[RECORDS PROVIDED — start]

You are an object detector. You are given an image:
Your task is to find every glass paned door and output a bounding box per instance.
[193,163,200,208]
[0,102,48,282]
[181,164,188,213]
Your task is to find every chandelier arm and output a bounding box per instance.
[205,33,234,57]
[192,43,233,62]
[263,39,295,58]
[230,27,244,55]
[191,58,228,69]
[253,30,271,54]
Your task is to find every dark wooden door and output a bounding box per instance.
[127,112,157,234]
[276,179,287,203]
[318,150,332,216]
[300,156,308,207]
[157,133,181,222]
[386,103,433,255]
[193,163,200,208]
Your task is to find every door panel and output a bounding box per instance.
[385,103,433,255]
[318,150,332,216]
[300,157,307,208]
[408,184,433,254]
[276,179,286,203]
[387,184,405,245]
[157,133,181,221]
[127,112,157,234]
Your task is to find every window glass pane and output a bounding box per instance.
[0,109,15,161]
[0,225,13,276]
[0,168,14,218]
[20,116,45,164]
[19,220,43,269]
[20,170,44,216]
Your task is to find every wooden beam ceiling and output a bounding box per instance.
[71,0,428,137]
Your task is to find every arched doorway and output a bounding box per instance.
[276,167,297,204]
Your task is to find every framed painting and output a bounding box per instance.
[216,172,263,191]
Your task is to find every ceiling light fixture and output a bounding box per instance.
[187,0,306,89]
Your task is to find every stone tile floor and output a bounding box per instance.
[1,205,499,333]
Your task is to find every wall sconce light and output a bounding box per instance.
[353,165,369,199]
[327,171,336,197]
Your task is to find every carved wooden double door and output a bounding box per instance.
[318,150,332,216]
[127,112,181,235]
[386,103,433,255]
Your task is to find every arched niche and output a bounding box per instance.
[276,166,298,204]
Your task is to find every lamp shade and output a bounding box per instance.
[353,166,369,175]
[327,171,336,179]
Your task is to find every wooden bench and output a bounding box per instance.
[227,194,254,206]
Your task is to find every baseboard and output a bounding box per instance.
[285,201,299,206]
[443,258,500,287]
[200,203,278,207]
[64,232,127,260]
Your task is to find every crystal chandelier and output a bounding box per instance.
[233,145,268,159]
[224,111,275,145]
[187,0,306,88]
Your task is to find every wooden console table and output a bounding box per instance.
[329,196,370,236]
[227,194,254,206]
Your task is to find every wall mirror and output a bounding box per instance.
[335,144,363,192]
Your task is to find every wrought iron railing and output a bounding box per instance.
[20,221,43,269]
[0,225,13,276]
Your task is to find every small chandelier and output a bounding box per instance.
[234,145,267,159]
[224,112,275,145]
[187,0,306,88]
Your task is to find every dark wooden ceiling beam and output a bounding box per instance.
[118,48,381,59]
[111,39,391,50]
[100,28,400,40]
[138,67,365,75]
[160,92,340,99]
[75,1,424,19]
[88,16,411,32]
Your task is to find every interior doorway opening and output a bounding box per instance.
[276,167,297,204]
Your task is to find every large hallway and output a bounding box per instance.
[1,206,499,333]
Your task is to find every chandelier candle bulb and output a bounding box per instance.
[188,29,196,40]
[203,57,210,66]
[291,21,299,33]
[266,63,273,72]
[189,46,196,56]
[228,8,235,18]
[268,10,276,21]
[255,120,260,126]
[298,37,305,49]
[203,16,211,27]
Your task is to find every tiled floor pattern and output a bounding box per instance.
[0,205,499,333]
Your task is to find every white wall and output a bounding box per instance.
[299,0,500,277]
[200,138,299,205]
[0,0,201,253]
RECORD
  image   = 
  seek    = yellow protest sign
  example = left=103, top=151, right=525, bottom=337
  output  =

[RECORDS PROVIDED — finish]

▶ _WHAT IS NEEDED_
Please transcribe all of the entries precisely.

▶ _SOLUTION BELOW_
You are an object detector. You are given an image:
Your task is to find every glass paned door and output a bounding box per instance.
[193,163,200,208]
[0,102,48,282]
[181,164,188,213]
Your task is to find every chandelier arm and output a bounding box per instance.
[205,33,234,57]
[192,43,233,62]
[263,39,295,58]
[230,27,244,55]
[191,58,228,69]
[253,30,271,54]
Your task is to find every dark wooden door and output a bounding box per instance.
[127,112,157,234]
[276,179,287,203]
[318,150,332,216]
[300,156,308,207]
[157,133,181,222]
[386,103,433,255]
[193,163,200,208]
Your task is to find every door panel and output a bounding box per instance.
[385,103,433,255]
[318,150,332,216]
[300,157,307,208]
[408,184,433,254]
[276,179,286,203]
[387,184,405,245]
[157,133,181,221]
[127,112,157,234]
Your task is to find every window glass pane and output a bounding box per instance.
[0,109,15,161]
[0,225,13,276]
[0,168,14,218]
[20,116,45,164]
[19,220,43,269]
[20,170,44,216]
Your task is to find every wooden beam ceiling and output a bounding box per instance.
[71,0,428,137]
Your task is to find every arched doorway and output a bounding box per instance.
[276,167,297,204]
Your task is to find every framed painting and output a bounding box per instance.
[216,172,263,191]
Your task is to find every ceiling light fixture and output a bounding box per instance.
[187,0,306,89]
Your task is to find every stone tile floor and output a bounding box per instance.
[1,205,499,333]
Your task is to find every wall sconce light and output a bounding box per instance.
[353,165,369,199]
[327,171,336,197]
Your task is to find every carved wooden double door and output a bounding box per instance.
[318,150,332,216]
[127,112,181,235]
[386,103,433,255]
Your task is to find every arched niche and output a bounding box per instance.
[276,166,298,204]
Your task is to find every lamp shade and output a bounding box per instance.
[353,166,369,175]
[327,171,336,179]
Your task is to find every wooden bench and output a bounding box per instance.
[227,194,254,206]
Your task is to find every baseboard and output a bounding box per instance.
[285,201,299,206]
[443,258,500,287]
[200,203,278,207]
[64,232,127,260]
Your task is to find every crystal chandelier and output a bounding box per instance.
[233,145,268,159]
[224,111,275,145]
[187,0,306,88]
Your task is to find every wooden console table and output a bounding box per instance.
[329,196,370,236]
[227,194,254,206]
Your task is to find every wall mirror and output a bounding box per instance.
[335,144,363,192]
Your task is to find every wrought iron railing and output a bounding box per instance.
[20,221,43,269]
[0,225,13,276]
Your task is to find every small chandelier and output a bounding box per instance.
[234,145,267,159]
[224,112,275,145]
[187,0,306,88]
Your task is to find every dark wooden ceiling beam and output a bounding box per instance.
[118,48,381,59]
[111,39,391,50]
[100,28,400,40]
[138,67,365,75]
[160,92,340,99]
[75,1,424,19]
[88,16,411,32]
Your task is to find every interior doorway opening and output a bounding box per instance.
[276,167,297,204]
Your task is to find every large hallway and output a bounding box per instance.
[1,206,499,333]
Your task is to find every chandelier candle bulb and output a bounding box per instance.
[188,29,196,40]
[203,57,210,66]
[291,21,299,33]
[266,63,273,72]
[189,46,196,56]
[228,8,235,18]
[268,10,276,21]
[255,120,260,126]
[298,37,305,49]
[203,16,211,27]
Your task is to find every tiled floor pattern and output a bounding box per instance.
[0,205,499,333]
Your task is to find every white wall and output a bounding box per instance.
[299,0,500,277]
[200,138,299,205]
[0,0,201,253]
RECORD
  image   = 
  seek    = yellow protest sign
  example = left=103, top=151, right=525, bottom=337
  output  =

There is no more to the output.